▶ [PAGE EXTRACT]
....
Saturday 22 May 2010

Monday Night Film Club roundup - The Girl with the Dragon Tattoo (not for the squeamish), and more

It's been a while since the last monday night film club. Actually, there've been a couple that I haven't got round to writing up until now. What prompted me to do so was our first outing in over a month, for some not very light Swedish cinema.


The Girl with the Dragon Tattoo

I've been wanting to read Stieg Larsson's much talked about thriller for a little while now, in large part because it's been so much talked about and fairly well reviewed. I had hoped to get that done before seeing the film - I prefer to do things that way round - but in the end it was not to be.

While I was expecting some serious crime, I don't think I was ready for quite how gruesome a tale the viewer gets. Now, true enough, I probably wind up looking away from the screen more than most, but even so, the graphic scenes, particularly of sexual violence, are extremely unpleasant and difficult and troubling viewing. That said, they don't feel gratuitous either and they fit oddly well with the book's rather more appropriate Swedish title Men Who Hate Women, which really is what the story is about, rather than just a description of the title character.
....
▶ [RECORDS SHOWN]

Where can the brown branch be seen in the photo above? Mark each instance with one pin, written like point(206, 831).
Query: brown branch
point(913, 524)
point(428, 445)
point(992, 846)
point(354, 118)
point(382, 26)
....
▶ [WHAT IS ASKED]
A) In the film club post, list the words that the sentence beginning "Now, true enough" uses to describe viewing the graphic scenes.
B) According to the film club post, what is the book's Swedish title?

▶ [ANSWERS TO THE PROBLEMS]
A) extremely unpleasant, difficult, troubling

B) Men Who Hate Women